Recorded information:
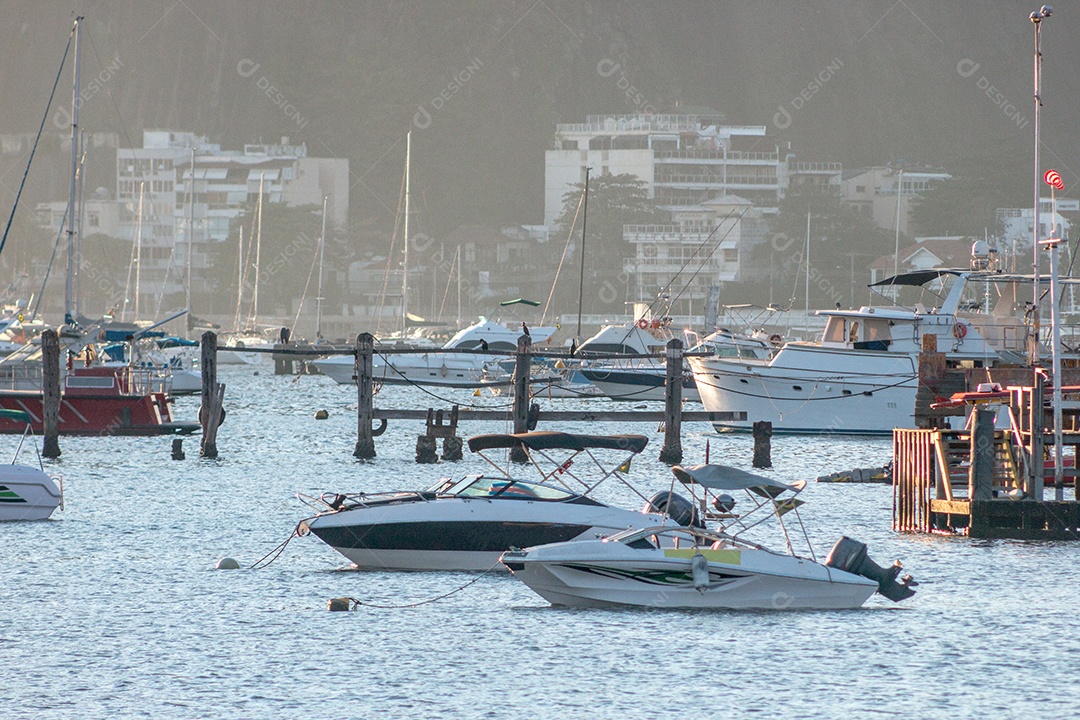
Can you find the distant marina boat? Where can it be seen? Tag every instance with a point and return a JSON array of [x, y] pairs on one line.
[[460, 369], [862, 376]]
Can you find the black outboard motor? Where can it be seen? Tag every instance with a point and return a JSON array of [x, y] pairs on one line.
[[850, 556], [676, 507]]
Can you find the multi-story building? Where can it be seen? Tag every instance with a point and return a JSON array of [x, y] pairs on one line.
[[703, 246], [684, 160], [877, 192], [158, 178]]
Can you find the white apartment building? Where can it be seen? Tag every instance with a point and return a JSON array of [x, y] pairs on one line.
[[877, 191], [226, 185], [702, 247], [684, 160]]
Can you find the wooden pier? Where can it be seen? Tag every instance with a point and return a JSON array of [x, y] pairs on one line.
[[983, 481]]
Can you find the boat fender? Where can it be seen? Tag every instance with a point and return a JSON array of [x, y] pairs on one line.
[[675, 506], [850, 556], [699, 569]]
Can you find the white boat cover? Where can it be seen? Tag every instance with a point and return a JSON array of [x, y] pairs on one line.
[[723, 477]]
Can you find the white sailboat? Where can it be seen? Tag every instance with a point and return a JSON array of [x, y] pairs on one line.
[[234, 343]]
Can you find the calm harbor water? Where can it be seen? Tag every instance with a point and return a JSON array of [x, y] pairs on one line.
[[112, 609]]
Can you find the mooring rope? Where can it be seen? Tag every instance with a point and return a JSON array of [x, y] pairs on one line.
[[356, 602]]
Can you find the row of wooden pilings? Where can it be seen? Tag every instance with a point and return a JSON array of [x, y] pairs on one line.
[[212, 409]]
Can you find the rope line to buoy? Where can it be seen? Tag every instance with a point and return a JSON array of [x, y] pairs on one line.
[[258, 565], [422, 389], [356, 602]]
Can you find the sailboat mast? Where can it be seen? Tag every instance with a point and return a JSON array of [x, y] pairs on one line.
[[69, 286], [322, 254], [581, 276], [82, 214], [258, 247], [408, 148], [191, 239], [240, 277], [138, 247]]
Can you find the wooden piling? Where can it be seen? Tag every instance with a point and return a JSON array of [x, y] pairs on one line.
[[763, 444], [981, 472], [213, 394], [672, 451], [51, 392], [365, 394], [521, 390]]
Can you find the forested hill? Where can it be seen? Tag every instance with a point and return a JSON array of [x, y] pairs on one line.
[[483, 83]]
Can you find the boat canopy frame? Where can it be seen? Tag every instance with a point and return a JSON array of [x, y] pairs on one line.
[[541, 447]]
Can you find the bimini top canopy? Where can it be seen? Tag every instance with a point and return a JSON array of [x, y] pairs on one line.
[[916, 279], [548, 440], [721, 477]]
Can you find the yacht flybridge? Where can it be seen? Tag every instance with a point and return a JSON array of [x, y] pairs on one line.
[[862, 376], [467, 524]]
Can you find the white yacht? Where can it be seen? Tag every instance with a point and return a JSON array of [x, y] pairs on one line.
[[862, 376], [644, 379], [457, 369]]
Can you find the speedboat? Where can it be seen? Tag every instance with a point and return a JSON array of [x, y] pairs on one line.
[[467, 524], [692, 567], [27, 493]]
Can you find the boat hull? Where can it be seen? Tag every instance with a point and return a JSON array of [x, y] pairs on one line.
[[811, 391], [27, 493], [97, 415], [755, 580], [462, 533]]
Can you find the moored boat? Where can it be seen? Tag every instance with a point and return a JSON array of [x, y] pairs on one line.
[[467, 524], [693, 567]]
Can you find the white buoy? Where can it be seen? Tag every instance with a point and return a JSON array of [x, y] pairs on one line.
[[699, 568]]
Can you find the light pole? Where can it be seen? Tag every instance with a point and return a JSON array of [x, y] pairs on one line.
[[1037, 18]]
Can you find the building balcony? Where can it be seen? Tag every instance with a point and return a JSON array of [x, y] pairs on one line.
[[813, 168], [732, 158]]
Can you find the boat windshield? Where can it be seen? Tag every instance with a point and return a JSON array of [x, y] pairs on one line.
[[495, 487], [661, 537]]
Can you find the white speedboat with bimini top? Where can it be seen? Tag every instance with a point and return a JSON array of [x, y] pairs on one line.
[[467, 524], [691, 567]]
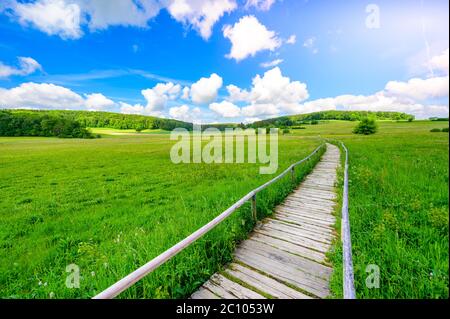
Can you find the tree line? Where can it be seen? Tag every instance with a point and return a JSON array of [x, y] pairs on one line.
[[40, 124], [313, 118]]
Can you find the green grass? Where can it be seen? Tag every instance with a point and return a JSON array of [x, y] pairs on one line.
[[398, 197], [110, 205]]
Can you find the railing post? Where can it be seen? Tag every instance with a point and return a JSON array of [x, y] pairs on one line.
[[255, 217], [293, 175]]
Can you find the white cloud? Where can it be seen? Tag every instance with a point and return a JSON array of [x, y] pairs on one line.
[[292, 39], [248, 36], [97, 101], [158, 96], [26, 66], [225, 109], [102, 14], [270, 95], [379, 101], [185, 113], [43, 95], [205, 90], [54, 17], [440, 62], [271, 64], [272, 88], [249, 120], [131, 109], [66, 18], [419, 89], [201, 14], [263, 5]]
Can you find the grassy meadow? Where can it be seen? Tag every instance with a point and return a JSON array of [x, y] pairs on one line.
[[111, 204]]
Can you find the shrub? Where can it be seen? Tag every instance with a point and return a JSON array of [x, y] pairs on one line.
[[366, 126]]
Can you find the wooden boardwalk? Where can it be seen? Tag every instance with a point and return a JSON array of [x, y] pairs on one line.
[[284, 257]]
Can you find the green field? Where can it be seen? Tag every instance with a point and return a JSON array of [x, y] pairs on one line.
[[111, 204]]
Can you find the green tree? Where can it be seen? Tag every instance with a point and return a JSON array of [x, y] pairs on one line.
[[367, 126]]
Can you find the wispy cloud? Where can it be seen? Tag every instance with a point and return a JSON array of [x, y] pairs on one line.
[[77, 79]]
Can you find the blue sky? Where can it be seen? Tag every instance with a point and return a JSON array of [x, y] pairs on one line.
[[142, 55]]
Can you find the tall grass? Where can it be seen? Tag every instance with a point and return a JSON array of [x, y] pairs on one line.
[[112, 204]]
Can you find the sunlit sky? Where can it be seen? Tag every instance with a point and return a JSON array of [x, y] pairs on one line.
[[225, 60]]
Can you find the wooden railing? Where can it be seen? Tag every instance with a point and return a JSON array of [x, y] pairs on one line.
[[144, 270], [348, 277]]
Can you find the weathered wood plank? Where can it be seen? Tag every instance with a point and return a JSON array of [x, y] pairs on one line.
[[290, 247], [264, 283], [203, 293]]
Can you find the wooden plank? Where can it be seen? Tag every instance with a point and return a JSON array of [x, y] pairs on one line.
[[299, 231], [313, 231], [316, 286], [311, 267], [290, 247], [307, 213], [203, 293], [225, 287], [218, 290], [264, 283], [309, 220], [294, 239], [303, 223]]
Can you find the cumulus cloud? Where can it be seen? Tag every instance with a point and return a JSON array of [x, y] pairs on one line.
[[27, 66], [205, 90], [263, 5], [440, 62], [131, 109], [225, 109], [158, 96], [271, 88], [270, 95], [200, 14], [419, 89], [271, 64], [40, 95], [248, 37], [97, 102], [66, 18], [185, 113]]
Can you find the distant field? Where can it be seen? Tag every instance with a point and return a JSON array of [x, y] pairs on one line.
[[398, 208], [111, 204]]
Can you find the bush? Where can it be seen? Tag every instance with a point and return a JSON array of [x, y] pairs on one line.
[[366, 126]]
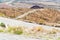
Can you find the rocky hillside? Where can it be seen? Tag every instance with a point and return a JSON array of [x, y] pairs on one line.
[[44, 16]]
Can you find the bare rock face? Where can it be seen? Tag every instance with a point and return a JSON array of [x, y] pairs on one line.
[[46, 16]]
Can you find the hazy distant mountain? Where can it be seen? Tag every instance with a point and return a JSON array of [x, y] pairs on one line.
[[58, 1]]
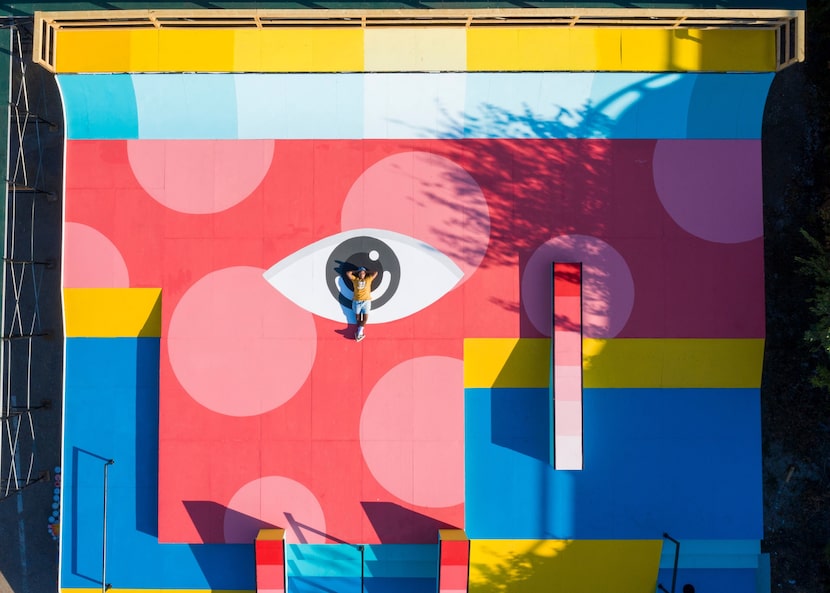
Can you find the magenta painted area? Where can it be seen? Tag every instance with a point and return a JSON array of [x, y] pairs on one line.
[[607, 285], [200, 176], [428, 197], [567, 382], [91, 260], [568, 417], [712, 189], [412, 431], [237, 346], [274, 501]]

Challenge: Copy the stretch of material from the line containing "Can you find the wispy" through the line containing "[[144, 270], [348, 277]]", reproducing each line unchanged.

Solution to the exercise:
Can you find the wispy cloud? Where can it be seen? Tag every instance with a point and return a JSON array of [x, y] pairs on one line.
[[77, 79]]
Can you find the blue sky? Where can it be seen? Tag every instance with a point and return a JSON array of [x, y] pairs on one line.
[[142, 55]]
Can you find the tall grass? Where can it be seen? Tag every instance with a point and return a JSON array of [x, y] pairs on one line.
[[112, 204]]
Can you find the sunlit sky? Where can it be seen? Tag every instance with a point and return a JSON array of [x, y] pairs on one line.
[[225, 60]]
Can you find the wooden railing? Where can it be seen? Tag every instance with a point and return a JSON array of [x, y] pairs on one line.
[[144, 270], [348, 277]]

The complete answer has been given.